(Aim): Reproduce every line of the items below, requests included, but shift each box coordinate in the answers by adding 33, leaving the numbers in the requests and their format samples unchanged. Leave the pictures out of your reply.

+++ Data for this task

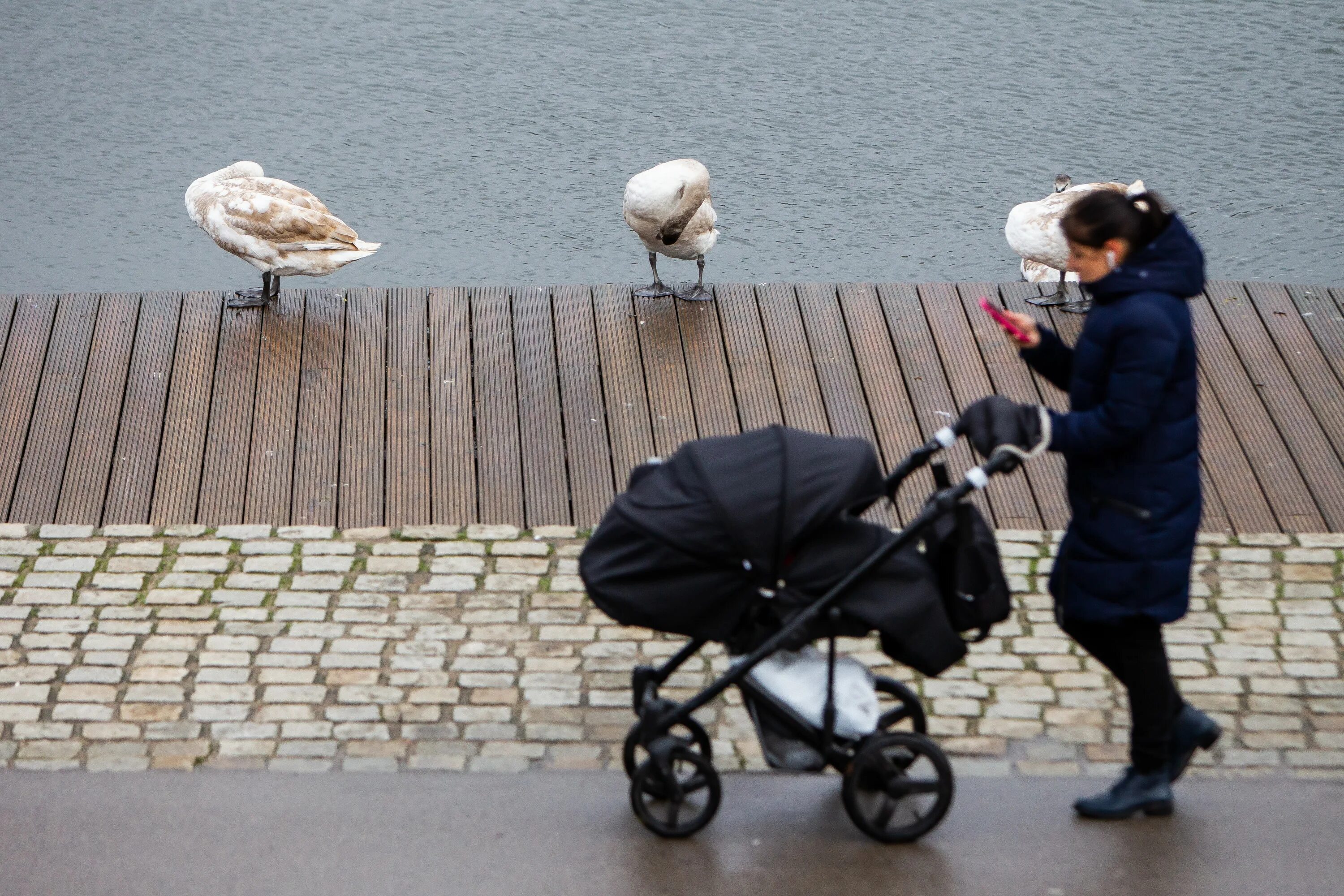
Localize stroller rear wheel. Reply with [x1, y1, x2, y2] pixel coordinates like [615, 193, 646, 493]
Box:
[872, 676, 929, 735]
[630, 747, 723, 837]
[840, 731, 953, 844]
[621, 719, 714, 778]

++++++

(The solution):
Localize stroller rear wheel. Reply with [x1, y1, x2, y2] pixel coordinates like [615, 193, 646, 493]
Box:
[905, 709, 962, 768]
[663, 780, 756, 870]
[873, 764, 986, 877]
[654, 752, 747, 811]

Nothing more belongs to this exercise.